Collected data
= Beginning of Section =
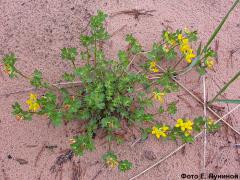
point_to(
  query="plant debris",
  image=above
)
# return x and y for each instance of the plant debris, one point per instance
(60, 160)
(149, 155)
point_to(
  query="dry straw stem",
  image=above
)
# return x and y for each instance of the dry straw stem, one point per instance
(180, 147)
(200, 101)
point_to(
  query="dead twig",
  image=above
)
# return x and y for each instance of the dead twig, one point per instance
(97, 174)
(135, 13)
(39, 155)
(77, 171)
(60, 160)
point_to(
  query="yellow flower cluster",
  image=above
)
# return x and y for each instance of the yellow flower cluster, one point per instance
(185, 126)
(160, 131)
(153, 66)
(169, 40)
(209, 63)
(111, 162)
(186, 49)
(32, 103)
(159, 96)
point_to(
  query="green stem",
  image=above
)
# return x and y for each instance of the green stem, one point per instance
(28, 78)
(224, 88)
(95, 53)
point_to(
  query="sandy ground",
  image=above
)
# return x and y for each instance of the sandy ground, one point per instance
(36, 30)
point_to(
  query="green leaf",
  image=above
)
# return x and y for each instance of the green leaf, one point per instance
(98, 20)
(56, 118)
(123, 57)
(214, 34)
(232, 101)
(124, 165)
(68, 76)
(81, 144)
(69, 53)
(9, 61)
(110, 123)
(86, 40)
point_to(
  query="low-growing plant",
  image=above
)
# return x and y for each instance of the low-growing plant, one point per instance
(112, 95)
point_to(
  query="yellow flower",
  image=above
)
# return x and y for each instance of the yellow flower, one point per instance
(166, 48)
(159, 96)
(180, 123)
(180, 37)
(188, 125)
(7, 69)
(32, 103)
(209, 63)
(189, 57)
(160, 131)
(153, 66)
(111, 162)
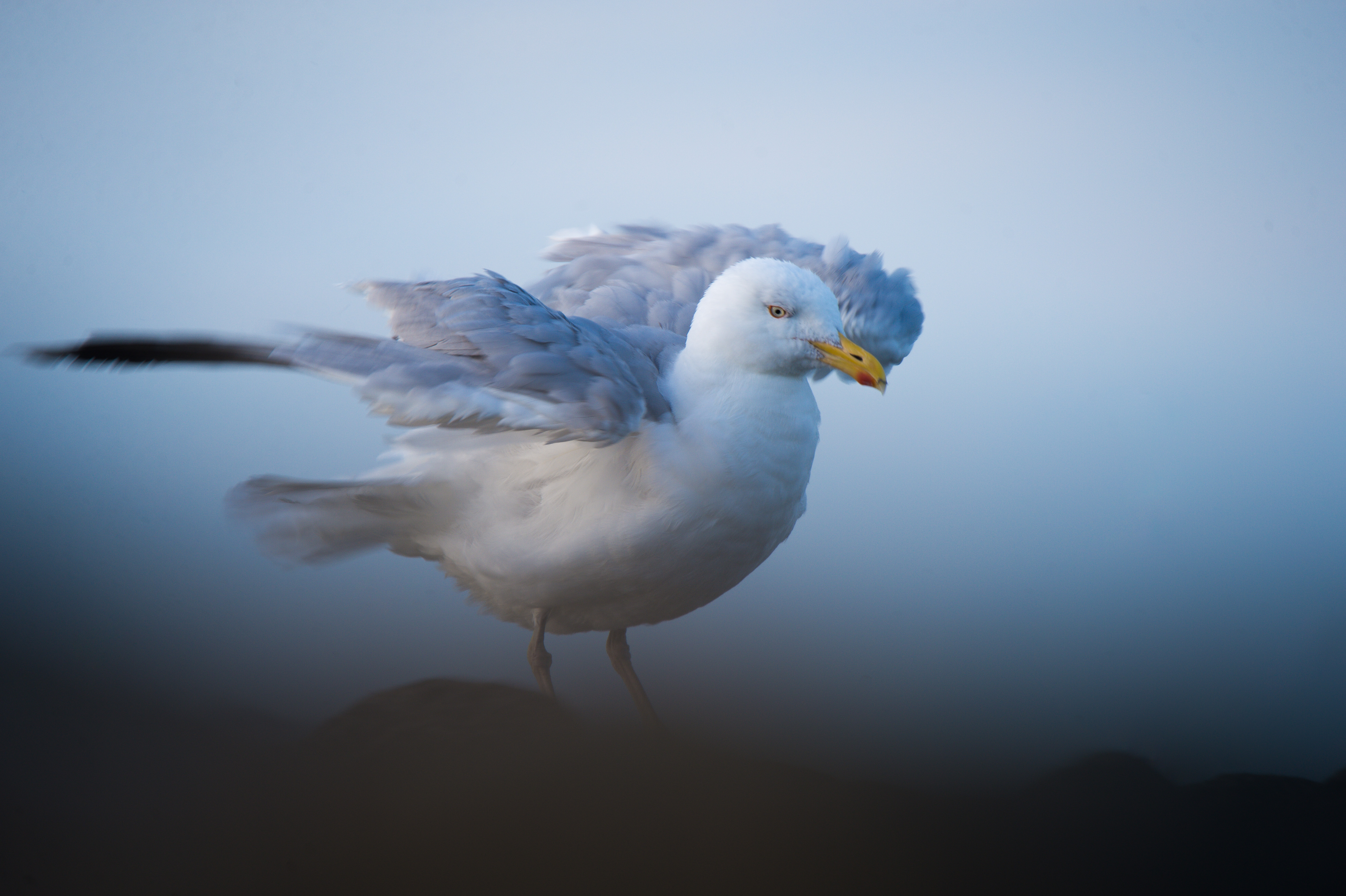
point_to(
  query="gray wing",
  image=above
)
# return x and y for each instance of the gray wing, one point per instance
(655, 276)
(476, 352)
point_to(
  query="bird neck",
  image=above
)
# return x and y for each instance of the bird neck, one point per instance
(749, 427)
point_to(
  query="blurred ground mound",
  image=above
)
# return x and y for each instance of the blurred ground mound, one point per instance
(447, 786)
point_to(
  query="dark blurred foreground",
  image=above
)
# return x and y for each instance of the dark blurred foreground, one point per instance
(447, 786)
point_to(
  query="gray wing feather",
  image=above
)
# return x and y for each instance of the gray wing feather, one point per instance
(655, 276)
(495, 357)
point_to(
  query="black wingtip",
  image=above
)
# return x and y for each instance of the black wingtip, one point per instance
(138, 352)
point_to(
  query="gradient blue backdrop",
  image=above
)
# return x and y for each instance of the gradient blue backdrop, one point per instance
(1102, 505)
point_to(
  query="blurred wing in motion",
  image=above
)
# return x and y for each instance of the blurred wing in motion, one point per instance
(469, 353)
(655, 276)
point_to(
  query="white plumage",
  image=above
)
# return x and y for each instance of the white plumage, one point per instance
(586, 473)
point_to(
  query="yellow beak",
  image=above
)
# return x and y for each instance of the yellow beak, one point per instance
(854, 362)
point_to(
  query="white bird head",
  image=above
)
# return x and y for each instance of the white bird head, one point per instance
(776, 318)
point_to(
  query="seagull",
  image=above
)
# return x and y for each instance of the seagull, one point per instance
(614, 447)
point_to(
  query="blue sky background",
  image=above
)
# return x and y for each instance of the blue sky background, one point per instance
(1102, 506)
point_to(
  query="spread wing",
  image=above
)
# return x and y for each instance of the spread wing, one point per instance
(655, 276)
(476, 352)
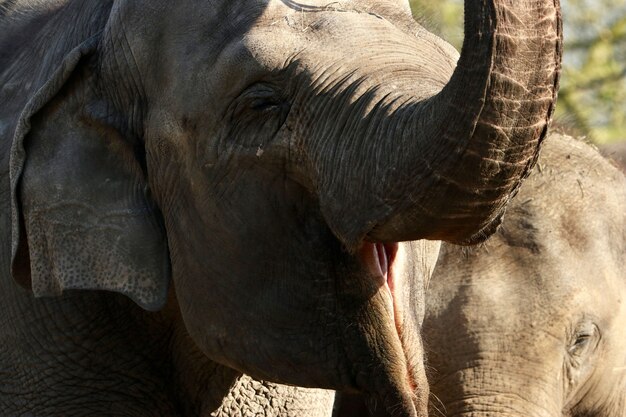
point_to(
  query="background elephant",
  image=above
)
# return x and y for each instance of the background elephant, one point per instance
(532, 322)
(266, 157)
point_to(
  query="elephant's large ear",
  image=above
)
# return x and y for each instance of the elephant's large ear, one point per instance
(82, 215)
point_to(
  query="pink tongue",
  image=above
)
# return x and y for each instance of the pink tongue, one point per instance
(383, 261)
(377, 258)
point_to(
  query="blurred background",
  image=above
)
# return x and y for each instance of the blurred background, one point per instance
(592, 99)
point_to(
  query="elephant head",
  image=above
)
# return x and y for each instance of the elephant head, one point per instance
(268, 155)
(532, 323)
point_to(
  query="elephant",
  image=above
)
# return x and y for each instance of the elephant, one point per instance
(531, 323)
(196, 191)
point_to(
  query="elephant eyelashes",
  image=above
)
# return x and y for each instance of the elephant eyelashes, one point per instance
(260, 97)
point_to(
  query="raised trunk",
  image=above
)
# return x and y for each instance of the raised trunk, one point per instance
(469, 146)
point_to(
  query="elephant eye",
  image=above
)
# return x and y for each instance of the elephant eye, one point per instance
(261, 97)
(584, 338)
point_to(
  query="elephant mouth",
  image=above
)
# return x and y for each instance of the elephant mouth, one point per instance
(382, 261)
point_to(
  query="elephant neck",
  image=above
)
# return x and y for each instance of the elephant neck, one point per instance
(205, 388)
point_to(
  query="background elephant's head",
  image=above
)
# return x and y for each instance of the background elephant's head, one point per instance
(532, 323)
(271, 153)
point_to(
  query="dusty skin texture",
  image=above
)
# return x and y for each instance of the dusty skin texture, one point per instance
(531, 323)
(244, 170)
(616, 152)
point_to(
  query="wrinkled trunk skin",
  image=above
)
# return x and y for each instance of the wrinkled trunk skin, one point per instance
(451, 161)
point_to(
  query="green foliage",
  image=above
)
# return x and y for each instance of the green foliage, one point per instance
(592, 99)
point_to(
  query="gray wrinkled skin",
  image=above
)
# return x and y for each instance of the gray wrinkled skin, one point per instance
(531, 323)
(245, 171)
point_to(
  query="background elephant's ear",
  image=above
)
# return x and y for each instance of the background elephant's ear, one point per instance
(82, 215)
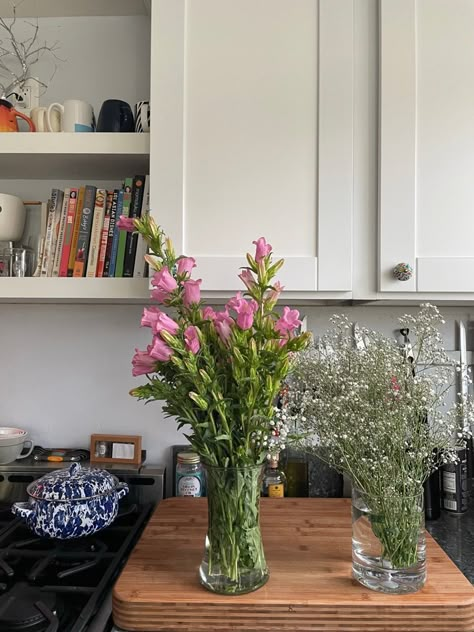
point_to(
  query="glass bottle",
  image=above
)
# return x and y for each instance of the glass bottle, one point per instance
(274, 479)
(295, 466)
(189, 475)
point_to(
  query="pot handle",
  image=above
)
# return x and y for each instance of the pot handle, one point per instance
(122, 490)
(22, 509)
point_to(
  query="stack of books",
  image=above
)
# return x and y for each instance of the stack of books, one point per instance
(80, 237)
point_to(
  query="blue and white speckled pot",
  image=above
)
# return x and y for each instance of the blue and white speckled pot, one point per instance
(71, 503)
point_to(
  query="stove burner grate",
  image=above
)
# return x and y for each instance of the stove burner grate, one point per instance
(28, 608)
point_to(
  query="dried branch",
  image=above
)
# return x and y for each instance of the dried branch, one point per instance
(17, 57)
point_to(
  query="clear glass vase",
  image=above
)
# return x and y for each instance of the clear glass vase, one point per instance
(234, 560)
(388, 542)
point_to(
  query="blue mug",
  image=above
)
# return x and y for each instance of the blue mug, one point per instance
(115, 116)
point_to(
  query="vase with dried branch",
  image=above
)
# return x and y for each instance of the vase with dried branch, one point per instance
(19, 55)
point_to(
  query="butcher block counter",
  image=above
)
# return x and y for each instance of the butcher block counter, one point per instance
(308, 551)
= End of Section =
**PROBLEM TO SOLVE**
A verbatim copy of the records above, without pictures, is required.

**RESPONSE AREA**
point_to(
  query="plant debris",
  image=above
)
# return x and y for each instance of the plant debris, one point per instance
(60, 160)
(149, 155)
point_to(
  query="dry straw stem",
  image=above
)
# return x and y for each instance of the dry straw stem, one point per instance
(180, 147)
(200, 101)
point_to(
  query="dead twig",
  image=above
)
# return x and y for each instance of the dead twig, one point per instance
(97, 174)
(135, 13)
(39, 155)
(77, 171)
(60, 160)
point_to(
  query="yellow flower cluster",
  image=above
)
# return x and y for each instance of the yellow flower cluster, one point per instance
(185, 126)
(160, 131)
(153, 66)
(169, 40)
(209, 63)
(111, 162)
(186, 49)
(32, 103)
(159, 96)
point_to(
  query="green stem",
  image=above
)
# return x and y for each instance of the green stem, one point per instance
(28, 78)
(224, 88)
(95, 53)
point_to(
  query="sandy ground",
  image=above
)
# return x and y for each instance of the sandy ground, one point per instance
(36, 30)
point_to(
  query="green leaf",
  image=above
)
# return x and y for each instance of the green leaf, one point per instance
(98, 20)
(56, 118)
(123, 57)
(214, 34)
(232, 101)
(124, 165)
(68, 76)
(81, 144)
(69, 53)
(9, 61)
(110, 123)
(86, 40)
point_to(
  query="low-growing plant",
  image=above
)
# return x and y for each instance of the low-growing plant, one point per instance
(112, 95)
point_to(
  query="yellow flower",
  image=above
)
# return x and y for each instance of the yellow flower, one point per instance
(166, 48)
(159, 96)
(180, 123)
(180, 37)
(188, 125)
(7, 69)
(32, 103)
(209, 63)
(189, 57)
(160, 131)
(153, 66)
(111, 162)
point_to(
  query="gray wing",
  image=above
)
# return x and y for each instance of the gray wing, one point per instance
(655, 276)
(476, 352)
point_to(
  query="bird neck",
  image=above
)
# return x and y for each instance of the bird neck, one point per instance
(749, 427)
point_to(
  query="blurred ground mound",
  image=above
)
# return x and y for each instance of the blurred ground mound, one point per instance
(447, 786)
point_to(
  query="dark blurred foreground",
  image=above
)
# return x and y for each instance of the dark blurred foreground, one point per instance
(447, 786)
point_to(
  query="gray wing feather",
  image=above
)
# return x and y for each instance of the gray wing feather, one point per instance
(655, 276)
(495, 357)
point_to(
  query="black wingtip",
  image=above
)
# return x and y for each instance of the black wingtip, one point per instance
(138, 352)
point_to(
  query="gradient blue backdrop",
  image=above
)
# return x and y for each instance of the gradient blue backdrop, one point per instance
(1102, 505)
point_to(
  query="blurred wing in motion",
  image=above
)
# return x and y for each instance of the blurred wing in motion, one point per instance
(469, 353)
(655, 276)
point_to(
  query="white plumage",
  image=above
)
# return x and y for each instance of the white plumage, one point per instance
(586, 473)
point_to(
  query="yellow beak",
  image=above
)
# return x and y for each instance of the yellow beak, one point per instance
(854, 362)
point_to(
  query="white bird head",
  image=above
)
# return x and y for each instance of the white bird head, one point per instance
(776, 318)
point_to(
  query="seagull",
  image=above
)
# return x and y for each instance of the seagull, one point per instance
(614, 447)
point_to(
  query="blue sky background",
  image=above
)
# return x and y for each instance of the blue sky background, one point per instance
(1102, 506)
point_to(
  query="spread wing",
  image=above
)
# return x and y for each instance of the spread wing, one point per instance
(655, 276)
(476, 352)
point_to(
  query="background elephant",
  image=above
)
# return x and y for each instance of the background elephant, one point per instance
(532, 322)
(266, 157)
point_to(
  query="elephant's large ear",
  image=above
)
# return x and y for each instance of the elephant's large ear, one point per instance
(82, 215)
point_to(
  query="pink tongue",
  image=above
)
# return x and y for each instance of the pink tongue, one point per instance
(383, 261)
(377, 258)
point_to(
  query="blurred background",
  image=above
)
# return x and y for each instance of the blurred background, one point per instance
(592, 99)
point_to(
  query="elephant head",
  image=above
)
# return x and y for each instance of the elephant head, one point per instance
(268, 155)
(532, 323)
point_to(
  query="elephant",
  image=above
)
# return x and y for each instance of the elephant, one point per instance
(531, 323)
(196, 191)
point_to(
  query="elephant eyelashes",
  image=above
)
# return x and y for each instance of the elephant eyelashes, one point per instance
(260, 97)
point_to(
  query="raised trunk",
  image=above
)
# return x and y for each instance of the raised trunk, one point per instance
(469, 146)
point_to(
  query="elephant eye",
  image=above
)
# return x and y for each instance of the elephant eye, one point per instance
(261, 97)
(584, 338)
point_to(
  query="elephant mouth",
  image=above
)
# return x and y for each instance of the elephant mouth, one point per instance
(382, 261)
point_to(
  query="elephant neck",
  image=above
)
# return x and y for each instance of the elephant neck, one point per instance
(205, 388)
point_to(
  query="background elephant's head",
  image=above
)
# return x and y for each instance of the background elephant's head, one point per instance
(532, 323)
(271, 153)
point_to(
  query="dusty skin texture",
  image=above
)
# return x and y for each instance of the dusty skin texture, one point per instance
(531, 323)
(244, 170)
(616, 152)
point_to(
  query="wrinkled trunk skin",
  image=above
)
# return x and y for each instance of the wrinkled trunk skin, one point per instance
(451, 161)
point_to(
  query="green foliage",
  image=above
)
# return x and y for each instance of the green foliage, one point per instance
(592, 99)
point_to(
  query="gray wrinkled skin",
  image=above
)
# return x and y for each instance of the gray wrinkled skin, one point per instance
(531, 323)
(245, 171)
point_to(
  query="background elephant's ear",
  image=above
)
# return x and y for each instance of the background elephant's ear, one point per instance
(82, 215)
point_to(
  query="glass bottle",
  image=above
)
# return x and y for each instance of the glass bottle, one point per instance
(274, 479)
(295, 466)
(189, 475)
point_to(
  query="pot handle",
  image=above
)
# return x and y for each instance of the pot handle, one point per instance
(122, 490)
(22, 509)
point_to(
  query="stack of books",
  image=above
)
# return x and y for each instance of the stack of books, one point per instance
(80, 237)
point_to(
  query="blue and white speckled pot",
  image=above
)
# return x and y for each instance of the blue and white speckled pot, one point per instance
(71, 503)
point_to(
  query="stove burner grate",
  image=above
)
# return x and y for each instance of the stove burner grate, one point per instance
(28, 608)
point_to(
  query="dried branch",
  image=above
)
# return x and y for each instance of the dried branch, one point per instance
(17, 57)
point_to(
  query="clear glass vase",
  image=above
)
# return x and y for each instance of the clear glass vase, one point per instance
(234, 560)
(388, 542)
point_to(
  query="blue mug",
  image=above
)
# return x and y for each instance of the blue mug, one point per instance
(115, 116)
point_to(
  query="vase with dried branch",
  image=above
)
# return x and y for each instance of the vase with dried branch, one point per instance
(19, 55)
point_to(
  query="butcher block counter",
  image=above
)
# return x and y for each instance of the butcher block counter, one point per instance
(308, 551)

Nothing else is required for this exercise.